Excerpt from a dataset
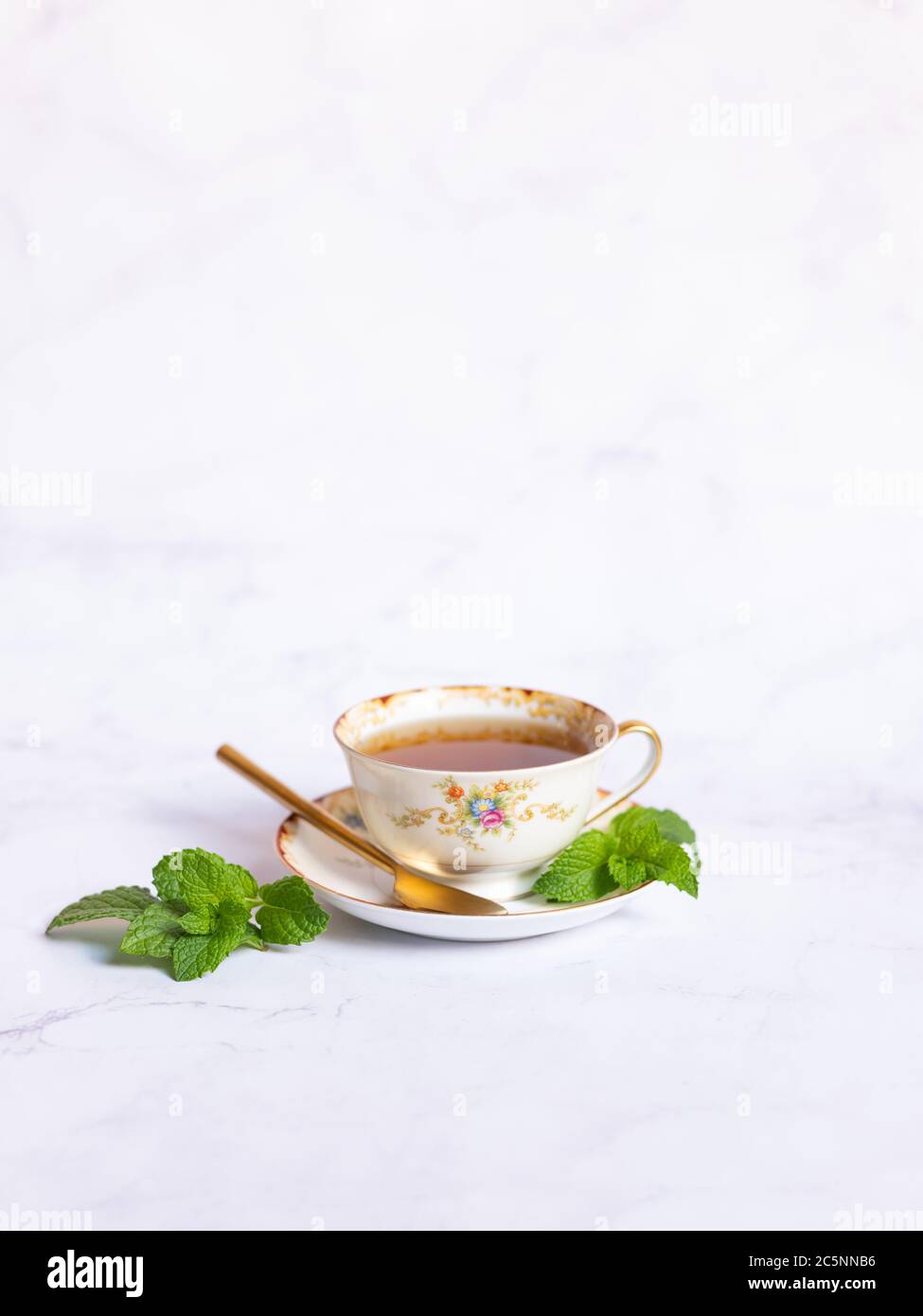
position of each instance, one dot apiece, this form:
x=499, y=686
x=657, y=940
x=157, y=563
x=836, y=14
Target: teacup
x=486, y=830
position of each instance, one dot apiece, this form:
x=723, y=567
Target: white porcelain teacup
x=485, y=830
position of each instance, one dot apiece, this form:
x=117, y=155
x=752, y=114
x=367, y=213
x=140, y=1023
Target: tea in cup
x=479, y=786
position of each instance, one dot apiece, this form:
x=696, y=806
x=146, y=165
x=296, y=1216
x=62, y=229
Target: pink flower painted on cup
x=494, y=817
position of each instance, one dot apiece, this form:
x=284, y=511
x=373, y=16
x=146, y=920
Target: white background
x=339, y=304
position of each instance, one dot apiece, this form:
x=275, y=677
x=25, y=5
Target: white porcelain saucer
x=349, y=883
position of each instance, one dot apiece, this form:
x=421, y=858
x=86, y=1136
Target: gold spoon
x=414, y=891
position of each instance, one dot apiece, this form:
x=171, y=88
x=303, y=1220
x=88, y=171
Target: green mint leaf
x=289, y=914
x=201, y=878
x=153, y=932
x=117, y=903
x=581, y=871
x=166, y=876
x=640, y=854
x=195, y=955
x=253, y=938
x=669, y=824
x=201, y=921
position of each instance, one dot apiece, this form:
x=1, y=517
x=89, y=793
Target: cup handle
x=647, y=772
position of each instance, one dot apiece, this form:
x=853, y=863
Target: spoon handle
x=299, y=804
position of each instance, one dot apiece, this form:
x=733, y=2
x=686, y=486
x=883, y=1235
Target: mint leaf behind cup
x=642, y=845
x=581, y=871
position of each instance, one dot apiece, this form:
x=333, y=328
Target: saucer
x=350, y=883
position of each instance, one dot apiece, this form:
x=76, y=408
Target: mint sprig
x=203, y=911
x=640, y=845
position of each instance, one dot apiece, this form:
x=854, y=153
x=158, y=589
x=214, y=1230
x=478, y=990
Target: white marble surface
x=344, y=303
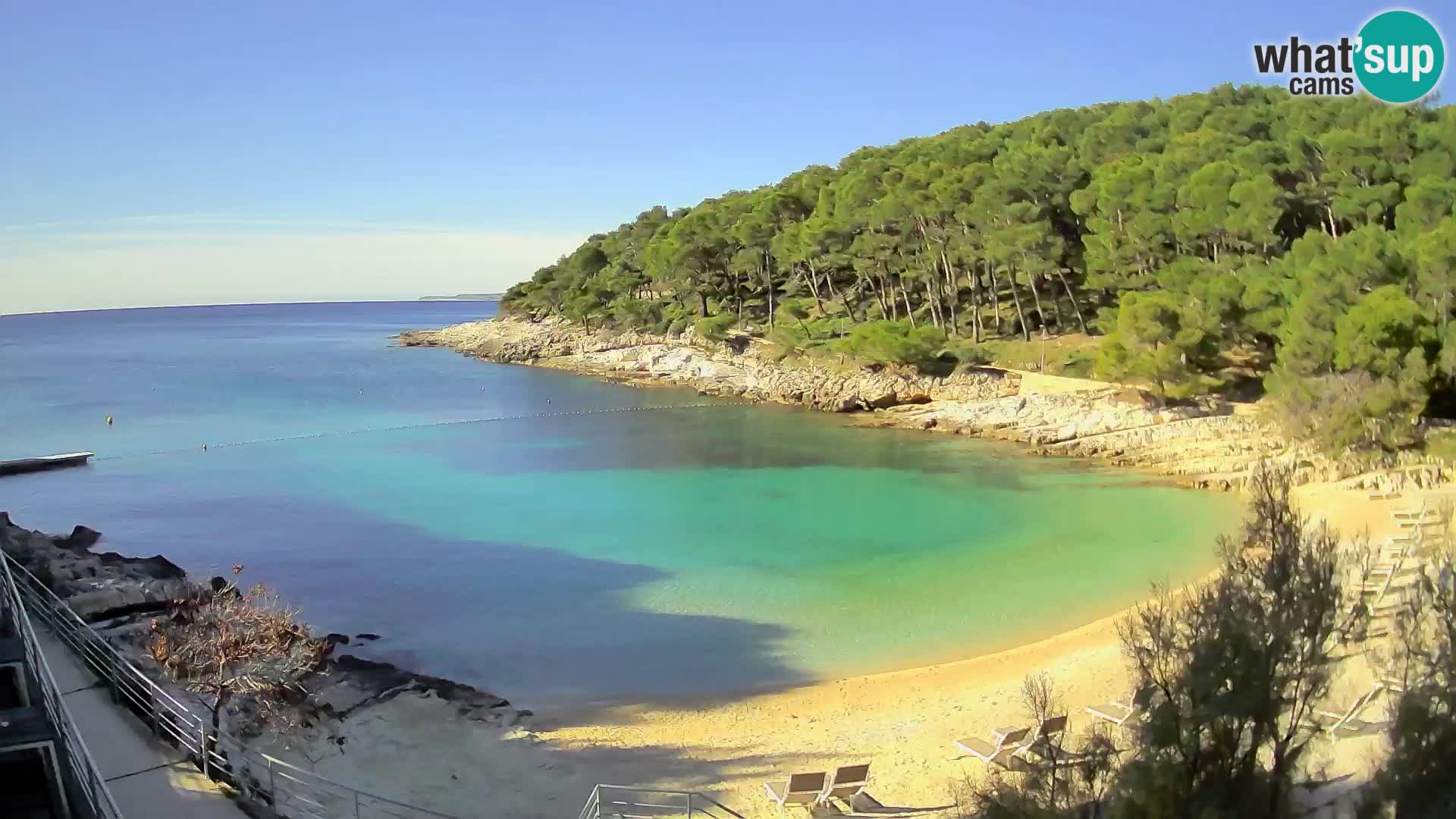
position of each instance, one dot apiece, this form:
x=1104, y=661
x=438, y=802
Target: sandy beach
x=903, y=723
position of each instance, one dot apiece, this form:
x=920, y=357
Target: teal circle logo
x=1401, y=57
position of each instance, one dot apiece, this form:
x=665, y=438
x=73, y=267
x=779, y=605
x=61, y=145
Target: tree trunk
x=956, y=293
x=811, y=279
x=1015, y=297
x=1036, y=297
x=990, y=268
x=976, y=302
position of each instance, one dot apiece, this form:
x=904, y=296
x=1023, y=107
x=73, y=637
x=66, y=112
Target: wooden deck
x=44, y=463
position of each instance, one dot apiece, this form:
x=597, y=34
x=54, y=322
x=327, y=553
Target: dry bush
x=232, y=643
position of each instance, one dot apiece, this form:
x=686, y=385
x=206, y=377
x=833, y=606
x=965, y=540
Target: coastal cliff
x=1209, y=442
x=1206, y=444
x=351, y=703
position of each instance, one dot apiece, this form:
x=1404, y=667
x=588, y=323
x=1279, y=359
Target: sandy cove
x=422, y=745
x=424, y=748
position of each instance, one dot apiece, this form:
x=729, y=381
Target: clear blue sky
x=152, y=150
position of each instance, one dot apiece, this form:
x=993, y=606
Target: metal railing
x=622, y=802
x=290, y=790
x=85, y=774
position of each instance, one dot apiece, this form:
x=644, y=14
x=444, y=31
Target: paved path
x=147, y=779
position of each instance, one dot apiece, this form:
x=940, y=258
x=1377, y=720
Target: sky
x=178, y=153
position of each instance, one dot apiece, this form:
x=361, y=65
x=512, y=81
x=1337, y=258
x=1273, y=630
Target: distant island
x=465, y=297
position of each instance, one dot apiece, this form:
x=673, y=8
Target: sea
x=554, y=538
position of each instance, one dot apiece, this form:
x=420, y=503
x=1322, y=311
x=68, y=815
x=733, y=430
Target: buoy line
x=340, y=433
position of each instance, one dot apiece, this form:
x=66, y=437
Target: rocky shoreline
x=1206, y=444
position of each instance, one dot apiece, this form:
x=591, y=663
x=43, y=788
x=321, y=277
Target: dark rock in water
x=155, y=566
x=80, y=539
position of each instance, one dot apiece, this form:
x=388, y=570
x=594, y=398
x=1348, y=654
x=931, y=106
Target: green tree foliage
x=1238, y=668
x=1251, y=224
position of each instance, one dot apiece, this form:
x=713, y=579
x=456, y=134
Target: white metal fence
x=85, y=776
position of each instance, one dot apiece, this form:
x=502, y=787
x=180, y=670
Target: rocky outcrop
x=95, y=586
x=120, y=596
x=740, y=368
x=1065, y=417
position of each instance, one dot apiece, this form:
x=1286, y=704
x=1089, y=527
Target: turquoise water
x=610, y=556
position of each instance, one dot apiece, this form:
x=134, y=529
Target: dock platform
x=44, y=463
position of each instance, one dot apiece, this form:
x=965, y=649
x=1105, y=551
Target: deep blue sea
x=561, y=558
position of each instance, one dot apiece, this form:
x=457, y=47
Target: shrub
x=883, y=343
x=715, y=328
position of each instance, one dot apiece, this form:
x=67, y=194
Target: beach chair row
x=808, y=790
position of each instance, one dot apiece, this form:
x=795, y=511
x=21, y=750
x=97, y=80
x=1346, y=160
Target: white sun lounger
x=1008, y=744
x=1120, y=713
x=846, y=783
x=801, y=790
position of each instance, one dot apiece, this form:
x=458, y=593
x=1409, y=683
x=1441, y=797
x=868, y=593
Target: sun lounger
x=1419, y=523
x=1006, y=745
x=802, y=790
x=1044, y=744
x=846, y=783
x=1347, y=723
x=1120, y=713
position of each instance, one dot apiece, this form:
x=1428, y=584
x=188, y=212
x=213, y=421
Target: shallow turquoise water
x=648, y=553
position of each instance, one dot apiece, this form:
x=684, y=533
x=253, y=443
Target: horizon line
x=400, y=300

SHORT PROBLEM
Retype the entries word for word. Omit any images.

COMPLETE OUTPUT
position of each instance, one dot apiece, this form:
x=499, y=686
x=657, y=940
x=157, y=563
x=836, y=14
Target: teacup
x=486, y=830
position of each instance, one dot apiece, this form:
x=723, y=567
Target: white porcelain teacup
x=485, y=830
position of each instance, one dot apiece, this form:
x=117, y=155
x=752, y=114
x=367, y=213
x=140, y=1023
Target: tea in cup
x=479, y=786
position of each instance, one dot apiece, this form:
x=696, y=806
x=146, y=165
x=296, y=1216
x=62, y=229
Target: pink flower painted on cup
x=494, y=817
position of each instance, one dot apiece, this form:
x=284, y=511
x=373, y=16
x=146, y=920
Target: white background
x=339, y=304
position of each instance, one dot apiece, this form:
x=275, y=677
x=25, y=5
Target: white porcelain saucer
x=349, y=883
position of each instance, one dot apiece, this form:
x=421, y=858
x=86, y=1136
Target: gold spoon
x=414, y=891
position of each instance, one dot apiece, this form:
x=171, y=88
x=303, y=1220
x=88, y=171
Target: green mint leaf
x=289, y=914
x=201, y=878
x=153, y=932
x=117, y=903
x=581, y=871
x=166, y=876
x=640, y=854
x=195, y=955
x=253, y=938
x=669, y=824
x=201, y=921
position of each instance, one dot apiece, this form:
x=1, y=517
x=89, y=793
Target: cup handle
x=647, y=772
position of each instance, one dot apiece, this form:
x=853, y=863
Target: spoon handle
x=299, y=804
position of each instance, one dot apiece, this form:
x=733, y=2
x=686, y=486
x=883, y=1235
Target: mint leaf behind cup
x=642, y=845
x=581, y=871
position of each instance, one dot apiece, this form:
x=333, y=328
Target: saucer
x=350, y=883
position of each instance, one dot apiece, this form:
x=76, y=408
Target: mint sprig
x=203, y=911
x=640, y=845
position of each instance, one dot apiece, this form:
x=854, y=153
x=158, y=589
x=214, y=1230
x=478, y=990
Target: white marble surface
x=344, y=303
position of each instance, one dot apiece, this form:
x=1104, y=661
x=438, y=802
Target: sandy beach
x=903, y=723
position of each instance, one dot apiece, this form:
x=920, y=357
Target: teal circle logo
x=1401, y=57
position of each instance, one dot apiece, this form:
x=665, y=438
x=73, y=267
x=779, y=605
x=61, y=145
Target: tree trunk
x=956, y=293
x=811, y=279
x=1015, y=297
x=1036, y=297
x=990, y=268
x=976, y=302
position of each instance, one dot apiece, this form:
x=904, y=296
x=1023, y=107
x=73, y=637
x=66, y=112
Target: wooden deck
x=44, y=463
position of each instance, one dot apiece, this form:
x=597, y=34
x=54, y=322
x=327, y=553
Target: dry bush
x=232, y=643
position of each instance, one dot apiece, this form:
x=686, y=385
x=206, y=377
x=833, y=606
x=965, y=540
Target: coastal cliff
x=1209, y=442
x=1206, y=444
x=351, y=703
position of each instance, one dot apiece, this form:
x=1404, y=667
x=588, y=323
x=1279, y=359
Target: sandy cove
x=422, y=745
x=424, y=748
position of each instance, one dot apiece, this form:
x=729, y=381
Target: clear blue sky
x=152, y=150
position of each instance, one dot apiece, this form:
x=993, y=606
Target: metal railing
x=622, y=802
x=290, y=790
x=85, y=774
position of each instance, one dot apiece, this form:
x=644, y=14
x=444, y=31
Target: paved path
x=147, y=779
position of each instance, one dot apiece, this form:
x=940, y=258
x=1377, y=720
Target: sky
x=178, y=153
position of each instance, one dot apiece, this form:
x=361, y=65
x=512, y=81
x=1337, y=258
x=1273, y=630
Target: distant island
x=465, y=297
position of each instance, one dot apiece, this form:
x=673, y=8
Target: sea
x=554, y=538
position of each instance, one dot apiece, this form:
x=420, y=503
x=1322, y=311
x=68, y=815
x=733, y=430
Target: buoy line
x=340, y=433
position of each instance, one dot apiece, this form:
x=66, y=437
Target: rocky shoreline
x=1206, y=444
position of each instance, one dot apiece, this form:
x=591, y=663
x=43, y=788
x=321, y=277
Target: dark rock in water
x=155, y=566
x=80, y=539
position of each instance, one dot apiece, this form:
x=388, y=570
x=594, y=398
x=1348, y=654
x=931, y=106
Target: green tree foliage
x=1238, y=668
x=1251, y=224
position of each instance, one dot apiece, this form:
x=713, y=579
x=456, y=134
Target: white metal fence
x=85, y=776
position of each instance, one dot apiece, this form:
x=502, y=787
x=180, y=670
Target: rocky outcrop
x=95, y=586
x=120, y=596
x=740, y=368
x=1065, y=417
position of each instance, one dot apiece, this form:
x=1286, y=704
x=1089, y=527
Target: turquoise water
x=610, y=556
position of each instance, one dot apiece, this form:
x=134, y=529
Target: dock platform
x=44, y=463
position of each instance, one dot apiece, this form:
x=965, y=649
x=1105, y=551
Target: deep blue sea
x=561, y=558
position of each instance, one dot apiece, this form:
x=457, y=47
Target: shrub
x=883, y=343
x=715, y=328
position of each instance, one dot apiece, this form:
x=67, y=194
Target: beach chair row
x=808, y=790
position of each instance, one dot apiece, this form:
x=795, y=511
x=21, y=750
x=97, y=80
x=1346, y=160
Target: white sun lounger
x=1008, y=744
x=1120, y=713
x=846, y=783
x=801, y=790
position of each instance, one dot apiece, this form:
x=458, y=593
x=1409, y=683
x=1441, y=797
x=868, y=593
Target: sun lounger
x=1419, y=523
x=1006, y=745
x=802, y=790
x=1044, y=744
x=846, y=783
x=1347, y=723
x=1120, y=713
position of each instance, one dot apiece, this form:
x=1428, y=584
x=188, y=212
x=213, y=421
Target: shallow turquoise water
x=648, y=553
position of each instance, one dot apiece, this form:
x=684, y=533
x=253, y=443
Target: horizon line
x=400, y=300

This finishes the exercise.